▽
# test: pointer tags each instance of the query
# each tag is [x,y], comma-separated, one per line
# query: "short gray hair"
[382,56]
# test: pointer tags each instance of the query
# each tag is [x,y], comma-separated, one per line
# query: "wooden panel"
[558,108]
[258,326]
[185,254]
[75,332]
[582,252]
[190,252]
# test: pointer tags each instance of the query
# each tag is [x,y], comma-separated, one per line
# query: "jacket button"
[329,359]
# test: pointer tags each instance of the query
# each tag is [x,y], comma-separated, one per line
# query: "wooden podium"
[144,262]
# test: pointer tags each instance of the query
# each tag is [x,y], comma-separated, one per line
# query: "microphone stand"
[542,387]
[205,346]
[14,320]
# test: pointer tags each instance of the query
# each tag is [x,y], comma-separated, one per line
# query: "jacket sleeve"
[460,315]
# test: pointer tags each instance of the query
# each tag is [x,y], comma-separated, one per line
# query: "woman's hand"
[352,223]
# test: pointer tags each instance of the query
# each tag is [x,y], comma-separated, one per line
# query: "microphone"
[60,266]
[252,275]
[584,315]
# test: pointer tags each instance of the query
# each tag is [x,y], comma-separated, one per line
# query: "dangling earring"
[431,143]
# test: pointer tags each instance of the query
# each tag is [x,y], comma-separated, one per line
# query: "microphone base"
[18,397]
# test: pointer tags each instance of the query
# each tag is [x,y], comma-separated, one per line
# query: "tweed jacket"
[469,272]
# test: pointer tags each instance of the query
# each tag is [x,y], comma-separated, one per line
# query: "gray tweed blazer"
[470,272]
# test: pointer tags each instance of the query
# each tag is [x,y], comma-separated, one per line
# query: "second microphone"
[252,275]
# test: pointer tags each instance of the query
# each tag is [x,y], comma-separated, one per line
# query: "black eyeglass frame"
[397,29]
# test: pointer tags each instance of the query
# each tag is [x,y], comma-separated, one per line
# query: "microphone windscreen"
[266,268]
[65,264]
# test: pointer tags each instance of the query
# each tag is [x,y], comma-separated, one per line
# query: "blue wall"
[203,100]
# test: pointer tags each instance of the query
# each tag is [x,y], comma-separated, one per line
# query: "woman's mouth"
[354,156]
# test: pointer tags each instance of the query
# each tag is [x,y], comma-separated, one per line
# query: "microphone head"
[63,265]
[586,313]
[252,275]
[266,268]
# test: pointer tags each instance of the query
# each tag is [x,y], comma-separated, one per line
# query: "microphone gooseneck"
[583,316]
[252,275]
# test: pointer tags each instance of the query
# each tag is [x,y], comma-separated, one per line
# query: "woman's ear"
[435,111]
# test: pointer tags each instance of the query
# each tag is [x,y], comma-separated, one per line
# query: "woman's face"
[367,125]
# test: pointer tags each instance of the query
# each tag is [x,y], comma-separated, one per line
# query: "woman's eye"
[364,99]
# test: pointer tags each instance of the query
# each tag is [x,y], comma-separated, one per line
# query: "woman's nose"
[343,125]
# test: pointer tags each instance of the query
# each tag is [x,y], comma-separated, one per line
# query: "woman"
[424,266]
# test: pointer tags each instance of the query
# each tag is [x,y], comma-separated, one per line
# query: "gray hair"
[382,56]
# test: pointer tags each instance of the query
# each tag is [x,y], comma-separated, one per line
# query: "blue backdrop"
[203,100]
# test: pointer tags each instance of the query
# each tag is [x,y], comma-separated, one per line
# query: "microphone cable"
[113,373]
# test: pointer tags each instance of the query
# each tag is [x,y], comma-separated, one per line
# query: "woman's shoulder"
△
PROBLEM TO SOLVE: Every line of the data is to be printed again exactly.

ANSWER AREA:
# test: pointer tags each instance of the query
# each tag is [x,y], comma-separated, one per line
# query: "short gray hair"
[382,56]
# test: pointer tags each instance of the query
# each tag is [x,y], comma-separated, one per line
# query: "wooden panel"
[558,108]
[258,326]
[185,254]
[75,332]
[582,252]
[190,252]
# test: pointer tags each instance of the query
# each tag is [x,y], comma-separated, one per line
# query: "jacket button"
[329,359]
# test: pointer tags each instance of the query
# each tag is [x,y], comma-separated, one per line
# query: "wooden podium"
[144,262]
# test: pointer tags each instance of the query
# each tag is [x,y], comma-separated, one per line
# query: "microphone stand"
[542,387]
[205,346]
[14,320]
# test: pointer tags each instance of the query
# each tag is [x,y], comma-separated, one per line
# query: "jacket sleeve"
[460,315]
# test: pointer tags each instance of the query
# each tag is [x,y], comma-separated, one per line
# query: "woman's hand"
[352,223]
# test: pointer tags each instance of the query
# each tag is [x,y], comma-separated, one per line
# query: "microphone"
[60,266]
[252,275]
[584,315]
# test: pointer tags each instance of the query
# each tag is [x,y], comma-separated, one per line
# query: "dangling earring"
[431,143]
# test: pointer tags each instance of the query
# each tag is [x,y], comma-separated, one per line
# query: "microphone base"
[18,397]
# test: pointer tags each instance of the query
# each tag is [x,y], comma-separated, one per line
# query: "tweed jacket"
[469,272]
# test: pointer tags each instance of the query
# each tag is [x,y], comma-separated, one per line
# query: "gray tweed blazer"
[470,272]
# test: pointer tags each instance of the query
# each tag is [x,y], comma-separated, one per line
# query: "second microphone"
[252,275]
# test: pointer tags each instance of the query
# each tag is [x,y], comma-separated, one per line
# query: "black eyeglass frame"
[397,29]
# test: pointer tags each instance of the query
# each tag is [x,y], comma-separated, one per line
# query: "microphone windscreen"
[266,268]
[65,264]
# test: pointer tags each instance of the query
# each tag is [x,y], comma-separated, one per line
# query: "blue wall"
[203,100]
# test: pointer tags each instance of the query
# each tag is [x,y], comma-separated, one per line
# query: "woman's mouth"
[354,156]
# test: pointer tags each instance of the query
# each tag is [x,y], comma-separated, one per line
# query: "microphone head"
[63,265]
[586,313]
[252,275]
[266,268]
# test: pointer tags each instance of the query
# each tag is [x,y], comma-separated, one per line
# query: "microphone gooseneck"
[583,316]
[252,275]
# test: pointer tags each instance of the query
# each tag is [x,y], comma-separated, one per line
# query: "woman's ear"
[435,111]
# test: pointer tags each instance of the query
# each tag is [x,y], comma-separated, one per line
# query: "woman's face"
[367,125]
# test: pointer tags each instance of the query
# each tag is [x,y], comma-separated, one per line
# query: "woman's eye"
[364,99]
# test: pointer tags each instance of the query
# each tag is [x,y], comma-separated, one per line
# query: "woman's nose"
[343,125]
# test: pointer tags each instance of the query
# each tag is [x,y], comma-separated, one per line
# query: "woman"
[424,266]
# test: pointer tags each instance of the query
# each tag is [x,y], comma-separated, one per line
# query: "gray hair"
[382,56]
# test: pointer tags each instance of the query
# each tag is [x,y], comma-separated, one per line
# query: "blue backdrop"
[203,100]
# test: pointer tags each instance of the query
# each tag is [x,y], comma-separated, one per line
# query: "microphone cable"
[113,373]
# test: pointer tags each instance of the query
# each tag is [x,y], comma-separated, one per line
# query: "woman's shoulder"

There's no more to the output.